• **Problem statement**:
Please rescale the listing starting at the line that contains "the woman's black" and ending at the line that contains "257 114 366 321", rewriting only those lines, both ends included, with every bounding-box coordinate multiplied by 0.4 and rounded to a whole number, halves rounding up. Copy all other wording, including the requests, without change.

Dataset entries:
____________________

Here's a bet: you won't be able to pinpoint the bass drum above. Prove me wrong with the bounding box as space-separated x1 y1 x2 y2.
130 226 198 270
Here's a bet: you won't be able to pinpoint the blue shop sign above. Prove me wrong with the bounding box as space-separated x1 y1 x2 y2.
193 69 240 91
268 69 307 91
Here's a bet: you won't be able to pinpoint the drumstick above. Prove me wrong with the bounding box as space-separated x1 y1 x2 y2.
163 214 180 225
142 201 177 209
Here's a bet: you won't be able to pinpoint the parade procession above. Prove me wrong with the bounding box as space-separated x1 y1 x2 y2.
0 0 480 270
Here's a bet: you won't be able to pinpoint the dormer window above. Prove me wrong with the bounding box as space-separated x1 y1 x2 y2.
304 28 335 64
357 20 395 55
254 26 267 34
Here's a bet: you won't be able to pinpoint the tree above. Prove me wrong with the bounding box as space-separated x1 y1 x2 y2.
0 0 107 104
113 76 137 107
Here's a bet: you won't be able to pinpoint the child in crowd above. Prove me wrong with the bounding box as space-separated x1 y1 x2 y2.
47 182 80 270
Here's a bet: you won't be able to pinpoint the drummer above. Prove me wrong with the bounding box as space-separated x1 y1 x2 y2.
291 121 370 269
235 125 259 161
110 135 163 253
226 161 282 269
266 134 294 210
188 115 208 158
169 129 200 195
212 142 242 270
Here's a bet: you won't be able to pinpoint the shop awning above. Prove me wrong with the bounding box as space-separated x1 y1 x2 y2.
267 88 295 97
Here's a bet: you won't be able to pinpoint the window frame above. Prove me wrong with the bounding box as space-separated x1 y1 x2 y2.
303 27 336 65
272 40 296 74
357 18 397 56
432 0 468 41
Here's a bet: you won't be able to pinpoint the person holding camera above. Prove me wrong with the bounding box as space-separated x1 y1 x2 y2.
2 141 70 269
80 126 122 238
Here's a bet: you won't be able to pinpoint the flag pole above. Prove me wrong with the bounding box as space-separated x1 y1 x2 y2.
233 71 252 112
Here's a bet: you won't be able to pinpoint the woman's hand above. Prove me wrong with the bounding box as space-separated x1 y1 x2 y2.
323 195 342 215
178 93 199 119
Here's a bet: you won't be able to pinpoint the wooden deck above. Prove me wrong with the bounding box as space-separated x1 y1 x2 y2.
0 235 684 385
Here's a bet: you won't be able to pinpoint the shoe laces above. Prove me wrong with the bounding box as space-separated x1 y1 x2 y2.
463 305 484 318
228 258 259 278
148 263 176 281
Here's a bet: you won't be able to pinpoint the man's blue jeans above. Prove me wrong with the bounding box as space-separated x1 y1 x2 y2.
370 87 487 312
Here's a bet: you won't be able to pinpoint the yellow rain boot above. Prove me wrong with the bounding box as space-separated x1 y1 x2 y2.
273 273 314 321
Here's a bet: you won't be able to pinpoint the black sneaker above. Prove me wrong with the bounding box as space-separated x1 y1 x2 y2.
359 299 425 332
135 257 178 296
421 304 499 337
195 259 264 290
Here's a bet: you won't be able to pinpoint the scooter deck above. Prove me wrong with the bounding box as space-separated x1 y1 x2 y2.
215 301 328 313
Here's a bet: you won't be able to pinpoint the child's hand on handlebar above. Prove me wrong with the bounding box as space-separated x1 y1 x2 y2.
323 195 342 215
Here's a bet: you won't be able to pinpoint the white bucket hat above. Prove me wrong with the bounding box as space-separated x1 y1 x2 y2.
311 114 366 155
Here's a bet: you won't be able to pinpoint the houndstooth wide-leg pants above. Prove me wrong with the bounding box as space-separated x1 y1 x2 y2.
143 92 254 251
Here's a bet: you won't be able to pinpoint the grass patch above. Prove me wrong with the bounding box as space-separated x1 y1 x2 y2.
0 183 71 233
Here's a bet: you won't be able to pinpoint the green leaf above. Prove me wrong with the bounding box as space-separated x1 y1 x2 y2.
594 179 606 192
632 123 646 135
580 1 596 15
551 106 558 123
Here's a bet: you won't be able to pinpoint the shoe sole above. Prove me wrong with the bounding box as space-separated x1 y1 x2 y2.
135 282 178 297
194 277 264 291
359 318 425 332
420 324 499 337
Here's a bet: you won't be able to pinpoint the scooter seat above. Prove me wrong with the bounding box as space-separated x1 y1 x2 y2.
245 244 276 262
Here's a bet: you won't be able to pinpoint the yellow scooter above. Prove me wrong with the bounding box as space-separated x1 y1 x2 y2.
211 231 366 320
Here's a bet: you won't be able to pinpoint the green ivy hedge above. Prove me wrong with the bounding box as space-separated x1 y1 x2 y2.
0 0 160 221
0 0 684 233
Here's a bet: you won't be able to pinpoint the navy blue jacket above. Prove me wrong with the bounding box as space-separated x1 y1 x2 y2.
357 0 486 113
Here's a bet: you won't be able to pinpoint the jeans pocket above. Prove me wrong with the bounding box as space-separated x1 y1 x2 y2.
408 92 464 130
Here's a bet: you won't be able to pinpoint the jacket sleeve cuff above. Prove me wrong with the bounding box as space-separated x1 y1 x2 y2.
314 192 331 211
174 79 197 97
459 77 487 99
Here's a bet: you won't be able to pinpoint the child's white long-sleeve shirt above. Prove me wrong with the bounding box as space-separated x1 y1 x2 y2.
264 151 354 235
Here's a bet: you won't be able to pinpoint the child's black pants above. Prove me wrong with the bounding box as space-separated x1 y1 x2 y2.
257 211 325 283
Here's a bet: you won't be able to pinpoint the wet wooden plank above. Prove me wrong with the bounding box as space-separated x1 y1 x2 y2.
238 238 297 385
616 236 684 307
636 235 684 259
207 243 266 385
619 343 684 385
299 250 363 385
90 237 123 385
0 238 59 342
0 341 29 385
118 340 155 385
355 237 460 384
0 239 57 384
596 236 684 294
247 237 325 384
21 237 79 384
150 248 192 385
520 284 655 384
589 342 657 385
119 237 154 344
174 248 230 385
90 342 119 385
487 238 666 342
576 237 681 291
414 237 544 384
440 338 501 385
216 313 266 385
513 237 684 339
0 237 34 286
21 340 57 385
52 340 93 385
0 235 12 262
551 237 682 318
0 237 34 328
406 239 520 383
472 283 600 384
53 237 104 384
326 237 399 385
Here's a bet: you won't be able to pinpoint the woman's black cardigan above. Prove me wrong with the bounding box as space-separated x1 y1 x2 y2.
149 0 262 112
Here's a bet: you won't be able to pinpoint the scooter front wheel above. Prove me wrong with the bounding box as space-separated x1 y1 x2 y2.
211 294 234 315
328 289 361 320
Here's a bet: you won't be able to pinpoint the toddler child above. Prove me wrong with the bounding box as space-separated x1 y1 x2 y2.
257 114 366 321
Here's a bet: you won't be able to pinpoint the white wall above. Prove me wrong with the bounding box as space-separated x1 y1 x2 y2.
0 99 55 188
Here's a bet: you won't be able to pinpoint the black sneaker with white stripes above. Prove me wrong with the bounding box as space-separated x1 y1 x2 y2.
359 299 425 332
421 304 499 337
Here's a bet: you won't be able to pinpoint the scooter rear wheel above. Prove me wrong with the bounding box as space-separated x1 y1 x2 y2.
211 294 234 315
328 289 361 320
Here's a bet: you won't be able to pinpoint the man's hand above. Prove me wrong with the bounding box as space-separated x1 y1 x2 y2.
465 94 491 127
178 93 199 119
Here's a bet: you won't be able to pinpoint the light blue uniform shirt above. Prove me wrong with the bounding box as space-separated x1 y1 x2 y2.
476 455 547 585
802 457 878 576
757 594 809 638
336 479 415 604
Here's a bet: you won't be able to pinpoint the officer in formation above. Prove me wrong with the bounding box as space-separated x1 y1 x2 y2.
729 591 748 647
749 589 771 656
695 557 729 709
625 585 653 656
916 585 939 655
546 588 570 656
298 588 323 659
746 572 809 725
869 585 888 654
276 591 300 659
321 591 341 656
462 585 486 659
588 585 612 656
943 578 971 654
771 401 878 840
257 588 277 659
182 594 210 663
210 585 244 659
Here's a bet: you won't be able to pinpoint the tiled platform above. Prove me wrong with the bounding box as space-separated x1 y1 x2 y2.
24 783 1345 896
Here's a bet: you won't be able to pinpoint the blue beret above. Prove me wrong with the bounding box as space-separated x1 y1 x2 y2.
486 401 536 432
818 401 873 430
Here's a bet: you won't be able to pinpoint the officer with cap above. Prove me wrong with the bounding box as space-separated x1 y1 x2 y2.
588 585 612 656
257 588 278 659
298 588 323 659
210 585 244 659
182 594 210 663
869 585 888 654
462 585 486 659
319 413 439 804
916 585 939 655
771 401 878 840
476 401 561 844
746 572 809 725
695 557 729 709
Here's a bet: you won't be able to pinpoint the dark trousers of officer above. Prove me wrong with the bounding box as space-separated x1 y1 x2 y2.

____________________

• **Finished exercise**:
Here's a bet: you won't be able to pinpoint the woman's black cardigan above. Prove me wrong with the bounding box as space-separated x1 y1 x2 y2.
60 0 105 45
Here's a bet: you won't be able to pinpoint the scooter front wheel above. Prove me wrong with the bounding box as space-separated x1 y1 x2 y2.
84 118 94 126
131 116 144 128
Here's a bet: you won't be able to pinpoint the toddler child above. Prove me wrong with the bounding box as space-separated x1 y1 x2 y2.
103 46 146 128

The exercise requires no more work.